What the task requires | Return the whole listing, keeping every character the same.

*** Begin section ***

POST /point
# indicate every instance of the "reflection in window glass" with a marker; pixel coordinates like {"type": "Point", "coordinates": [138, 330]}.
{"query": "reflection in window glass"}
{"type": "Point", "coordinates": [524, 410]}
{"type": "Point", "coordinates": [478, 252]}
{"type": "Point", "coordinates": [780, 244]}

*** End section ***

Final answer |
POST /point
# indicate every instance of the "reflection in window glass" with a marker; pixel coordinates like {"type": "Point", "coordinates": [138, 330]}.
{"query": "reflection in window glass"}
{"type": "Point", "coordinates": [524, 410]}
{"type": "Point", "coordinates": [478, 252]}
{"type": "Point", "coordinates": [780, 244]}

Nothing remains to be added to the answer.